** START OF GIVEN TEXT **

What is gCube?

Different perspectives can be used to describe what gCube is.

The Data Infrastructure enabler perspective

A way to turn infrastructures and technologies into a utility

Delivering an e-Infrastructure service to large organizations is a complex task that requires the integration of several technologies. The complexity of this service resides on:

  • very rich applications and data collections are maintained by a multitude of authoritative providers;
  • different problems require different execution paradigms: batch, map-reduce, synchronous call, message-queue, etc.;
  • key distributed computation middleware exist: gLite, Globus, and Unicore for grid-based wide resource sharing; Condor for site resource sharing; Hadoop and Cassandra for cluster resource sharing; etc.;
  • several standards exist applications in the same domain.

gCube, the D4Science empowering technology, offers solutions to abstract over differences in location, protocols, and models by scaling no less than the interfaced resources, by keeping failures partial and temporary, and by being autonomic reacting and recovering from a large number of potential issues.

gCube doesn't hide infrastructures middleware and technologies. It is not yet another layer. Rather it turns infrastructures and technologies into a utility by offering a single submission, monitoring, and access facilities. It offers a common framework to programming in the large and in the small. It allows to exploit concurrently private virtualized resources organized in sites with resources provided by IaaS and PaaS cloud providers. It supports transparent utilization of resources managed through OpenNebula.

The data and process enabling framework perspective

An abstraction layer over technologies belonging data, process and resource management

gCube is a large software framework designed to abstract over a variety of technologies belonging data, process and resource management on top of Grid/Cloud enabled middleware. By exposing them through a comprehensive and homogeneous set of APIs and services, it globally provides:

  • access to different storage back-ends in a variety of crucial areas for various purposes. Different storage layers offer facilities for handling: (a) multi-versioned software packages and dependencies resolution among them; (b) large scientific data-sets storable as tables (to be released in the upcoming minor release); (c) Time Series by offering an OLAP interface to operate over them; (e) structured document objects storable as trees of correlated information objects; (f) geo-coded datasets compliant with OGC-related standards; (g) and, finally, plain files;
    management of metadata in any format and schema that can be consumed by the same application in the same Virtual Organization;
  • a process execution engine, named PE2ng. PE2ng is a system to manage the execution of software elements in a distributed infrastructure under the coordination of a composite plan that defines the data dependencies among its actors. It provides a powerful, flow-oriented processing model that supports several computational middleware without performance compromises. Thus, a task can be designed as a workflow of invocation of code components (services, binary executables, scripts, map-reduce jobs, etc.) by ensuring that prerequisite data are prepared and delivered to their consumers through the control of the flow of data;
  • a transformation engine to tackle the issue of transformation of data among various manifestations. This engine is manifestation and transformation agnostic by offering an intelligent, object-driven operation workflow. It relies on the PE2ng and it's extensible through transformation-program plugin that can be added as PE2ng component. Each transformation-program is registered in the transformers registry and then used at run-time to perform transformation among large (in batch) and small (in real-time) transformation scenarios;
  • management of Virtual Research Environment (VRE). Through VREs, groups of users have controlled access to distributed data, services, storage, and computational resources integrated under  a personalised interface. A VRE supports cooperative activities such as: metadata cleaning, enrichment, and transformation by exploiting mapping schema, controlled vocabulary, thesauri, and ontology; processes refinement and show cases implementation (restricted to a set of users); data assessment (required to make data exploitable by VO members); expert users validation of products generated through data elaboration or simulation; sharing of data and process with other users.

** END OF GIVEN TEXT **

TASKS TO COMPLETE >>
**a)** According to the gCube overview, which tool manages the resources that gCube can use transparently?
**b)** Return everything in the gCube overview from "What is gCube?" down to "the same domain.", copied word for word.

** START OF GIVEN DATA **

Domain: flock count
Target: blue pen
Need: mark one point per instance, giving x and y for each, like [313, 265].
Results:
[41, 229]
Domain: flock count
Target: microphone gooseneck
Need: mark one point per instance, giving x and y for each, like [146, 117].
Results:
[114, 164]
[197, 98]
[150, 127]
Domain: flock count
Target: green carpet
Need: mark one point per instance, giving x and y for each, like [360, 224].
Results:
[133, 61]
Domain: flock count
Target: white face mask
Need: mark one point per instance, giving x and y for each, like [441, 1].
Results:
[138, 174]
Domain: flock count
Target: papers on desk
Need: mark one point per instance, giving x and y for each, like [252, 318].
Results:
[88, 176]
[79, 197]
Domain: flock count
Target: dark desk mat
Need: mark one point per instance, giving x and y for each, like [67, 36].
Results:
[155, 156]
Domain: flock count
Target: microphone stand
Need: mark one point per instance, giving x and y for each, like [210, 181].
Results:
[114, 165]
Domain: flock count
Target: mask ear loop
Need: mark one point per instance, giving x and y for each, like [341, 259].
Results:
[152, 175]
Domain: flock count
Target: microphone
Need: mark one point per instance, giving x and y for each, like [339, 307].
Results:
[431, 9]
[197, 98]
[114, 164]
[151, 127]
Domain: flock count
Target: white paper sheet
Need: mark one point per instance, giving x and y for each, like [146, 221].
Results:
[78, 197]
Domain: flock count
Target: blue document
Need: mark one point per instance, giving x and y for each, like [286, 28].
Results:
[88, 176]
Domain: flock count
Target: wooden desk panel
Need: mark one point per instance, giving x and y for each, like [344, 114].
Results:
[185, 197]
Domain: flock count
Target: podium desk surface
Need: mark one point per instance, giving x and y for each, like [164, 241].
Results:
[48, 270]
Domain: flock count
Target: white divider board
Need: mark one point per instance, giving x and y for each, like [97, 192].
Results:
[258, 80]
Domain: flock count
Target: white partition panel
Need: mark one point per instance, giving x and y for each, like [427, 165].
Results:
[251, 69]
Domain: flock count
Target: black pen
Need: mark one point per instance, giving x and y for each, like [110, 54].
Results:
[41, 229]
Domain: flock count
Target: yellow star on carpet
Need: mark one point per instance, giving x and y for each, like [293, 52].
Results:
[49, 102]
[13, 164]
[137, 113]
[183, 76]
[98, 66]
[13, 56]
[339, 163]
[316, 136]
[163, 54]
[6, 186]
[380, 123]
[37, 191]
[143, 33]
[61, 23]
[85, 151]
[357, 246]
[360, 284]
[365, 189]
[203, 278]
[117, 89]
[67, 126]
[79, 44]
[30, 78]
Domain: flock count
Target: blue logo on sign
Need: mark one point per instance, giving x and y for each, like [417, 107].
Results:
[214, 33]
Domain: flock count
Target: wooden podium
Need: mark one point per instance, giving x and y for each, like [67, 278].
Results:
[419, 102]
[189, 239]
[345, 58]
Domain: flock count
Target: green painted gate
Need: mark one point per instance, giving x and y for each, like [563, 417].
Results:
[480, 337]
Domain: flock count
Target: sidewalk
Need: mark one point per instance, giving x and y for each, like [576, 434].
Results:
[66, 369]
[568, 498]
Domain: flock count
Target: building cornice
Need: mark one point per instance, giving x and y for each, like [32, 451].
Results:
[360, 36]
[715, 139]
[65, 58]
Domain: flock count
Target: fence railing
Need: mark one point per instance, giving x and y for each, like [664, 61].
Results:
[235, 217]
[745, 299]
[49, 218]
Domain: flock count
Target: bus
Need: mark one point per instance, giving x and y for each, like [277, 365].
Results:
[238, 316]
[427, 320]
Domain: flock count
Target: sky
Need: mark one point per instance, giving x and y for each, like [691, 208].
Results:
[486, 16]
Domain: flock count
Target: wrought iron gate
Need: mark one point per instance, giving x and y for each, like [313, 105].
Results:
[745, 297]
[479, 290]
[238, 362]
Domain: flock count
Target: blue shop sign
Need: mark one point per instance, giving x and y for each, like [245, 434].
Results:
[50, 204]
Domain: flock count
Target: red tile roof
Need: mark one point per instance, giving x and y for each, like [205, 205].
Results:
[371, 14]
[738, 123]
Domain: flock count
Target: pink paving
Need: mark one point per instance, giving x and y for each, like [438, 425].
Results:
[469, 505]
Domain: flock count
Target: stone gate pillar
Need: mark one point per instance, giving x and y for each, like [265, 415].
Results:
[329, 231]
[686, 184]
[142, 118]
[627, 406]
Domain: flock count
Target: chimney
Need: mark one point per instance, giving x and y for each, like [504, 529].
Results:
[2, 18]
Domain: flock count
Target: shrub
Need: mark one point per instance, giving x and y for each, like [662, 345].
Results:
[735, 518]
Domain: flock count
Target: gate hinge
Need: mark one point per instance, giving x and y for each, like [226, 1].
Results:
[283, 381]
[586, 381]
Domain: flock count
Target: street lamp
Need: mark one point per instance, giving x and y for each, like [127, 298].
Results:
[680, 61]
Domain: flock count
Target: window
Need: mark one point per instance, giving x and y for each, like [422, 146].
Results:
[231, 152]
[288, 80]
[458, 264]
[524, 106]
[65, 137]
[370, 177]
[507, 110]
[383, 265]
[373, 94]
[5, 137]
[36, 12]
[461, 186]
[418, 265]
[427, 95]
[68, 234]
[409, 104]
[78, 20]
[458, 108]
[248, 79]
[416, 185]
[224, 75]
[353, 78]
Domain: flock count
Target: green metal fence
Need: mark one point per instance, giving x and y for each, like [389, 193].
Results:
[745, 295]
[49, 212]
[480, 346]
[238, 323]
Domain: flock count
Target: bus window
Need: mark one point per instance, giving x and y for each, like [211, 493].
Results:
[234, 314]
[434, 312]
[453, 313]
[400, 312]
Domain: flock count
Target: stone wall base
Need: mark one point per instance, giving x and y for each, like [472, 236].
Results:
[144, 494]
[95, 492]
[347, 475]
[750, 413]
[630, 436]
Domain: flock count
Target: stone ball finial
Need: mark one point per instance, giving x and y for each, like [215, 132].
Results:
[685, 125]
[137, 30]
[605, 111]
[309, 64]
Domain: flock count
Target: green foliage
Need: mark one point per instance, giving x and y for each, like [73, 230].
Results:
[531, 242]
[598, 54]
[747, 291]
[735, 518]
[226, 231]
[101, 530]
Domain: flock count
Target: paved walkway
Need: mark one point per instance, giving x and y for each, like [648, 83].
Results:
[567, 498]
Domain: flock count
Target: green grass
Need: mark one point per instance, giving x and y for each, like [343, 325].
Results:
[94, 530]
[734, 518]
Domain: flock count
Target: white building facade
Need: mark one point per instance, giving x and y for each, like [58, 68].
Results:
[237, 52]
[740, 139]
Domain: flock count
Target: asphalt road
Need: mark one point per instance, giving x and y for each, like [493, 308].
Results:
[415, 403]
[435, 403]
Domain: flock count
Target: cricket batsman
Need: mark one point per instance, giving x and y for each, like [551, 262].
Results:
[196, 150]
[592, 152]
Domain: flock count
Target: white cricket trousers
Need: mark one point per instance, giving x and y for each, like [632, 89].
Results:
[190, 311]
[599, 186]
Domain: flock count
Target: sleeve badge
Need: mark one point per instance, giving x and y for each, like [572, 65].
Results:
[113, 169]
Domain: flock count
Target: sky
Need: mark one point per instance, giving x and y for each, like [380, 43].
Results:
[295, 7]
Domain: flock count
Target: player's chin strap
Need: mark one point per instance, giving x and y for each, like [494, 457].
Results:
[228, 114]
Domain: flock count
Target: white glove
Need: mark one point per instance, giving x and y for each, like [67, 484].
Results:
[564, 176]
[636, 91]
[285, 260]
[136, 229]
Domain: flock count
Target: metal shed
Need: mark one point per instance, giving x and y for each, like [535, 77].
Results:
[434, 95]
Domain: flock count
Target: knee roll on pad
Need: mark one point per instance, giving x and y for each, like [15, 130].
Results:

** END OF GIVEN DATA **

PROBLEM SOLUTIONS >>
**a)** OpenNebula.

**b)**
What is gCube?

Different perspectives can be used to describe what gCube is.

The Data Infrastructure enabler perspective

A way to turn infrastructures and technologies into a utility

Delivering an e-Infrastructure service to large organizations is a complex task that requires the integration of several technologies. The complexity of this service resides on:

  • very rich applications and data collections are maintained by a multitude of authoritative providers;
  • different problems require different execution paradigms: batch, map-reduce, synchronous call, message-queue, etc.;
  • key distributed computation middleware exist: gLite, Globus, and Unicore for grid-based wide resource sharing; Condor for site resource sharing; Hadoop and Cassandra for cluster resource sharing; etc.;
  • several standards exist applications in the same domain.